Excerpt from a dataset
>>>
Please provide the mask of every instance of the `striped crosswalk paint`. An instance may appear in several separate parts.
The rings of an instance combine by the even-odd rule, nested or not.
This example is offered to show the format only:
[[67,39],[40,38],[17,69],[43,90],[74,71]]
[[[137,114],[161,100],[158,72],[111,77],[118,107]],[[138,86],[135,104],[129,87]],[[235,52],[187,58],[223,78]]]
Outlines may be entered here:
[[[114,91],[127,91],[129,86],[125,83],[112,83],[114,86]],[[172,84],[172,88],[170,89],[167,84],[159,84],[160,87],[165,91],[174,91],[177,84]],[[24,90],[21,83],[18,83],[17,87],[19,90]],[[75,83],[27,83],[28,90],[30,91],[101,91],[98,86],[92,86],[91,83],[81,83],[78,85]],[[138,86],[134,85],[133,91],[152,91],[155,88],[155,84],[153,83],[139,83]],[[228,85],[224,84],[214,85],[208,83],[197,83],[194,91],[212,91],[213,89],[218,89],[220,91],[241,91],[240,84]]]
<<<
● Task to complete
Retype every item above word for word, changing nothing.

● Complete output
Please provide the mask of every instance of the `striped crosswalk paint`. An instance may appear in several separate parts.
The rings of an instance combine by the even-odd rule, nested or not.
This example is offered to show the format only:
[[67,39],[40,38],[17,69],[43,90],[74,71]]
[[[137,114],[161,100],[158,72],[111,77],[118,107]],[[138,86],[135,104],[129,87]],[[235,52],[187,58],[223,78]]]
Outlines may be entered here:
[[[114,91],[127,91],[129,86],[125,83],[112,83],[114,86]],[[172,84],[172,88],[170,89],[167,84],[159,84],[160,87],[165,91],[174,91],[177,84]],[[24,90],[21,83],[18,83],[17,87],[19,90]],[[75,83],[27,83],[28,90],[30,91],[101,91],[98,86],[92,86],[91,83],[81,83],[78,85]],[[138,86],[134,85],[133,91],[152,91],[155,88],[155,84],[153,83],[139,83]],[[228,85],[224,84],[214,85],[208,83],[197,83],[194,91],[212,91],[213,89],[218,89],[220,91],[241,91],[240,84]]]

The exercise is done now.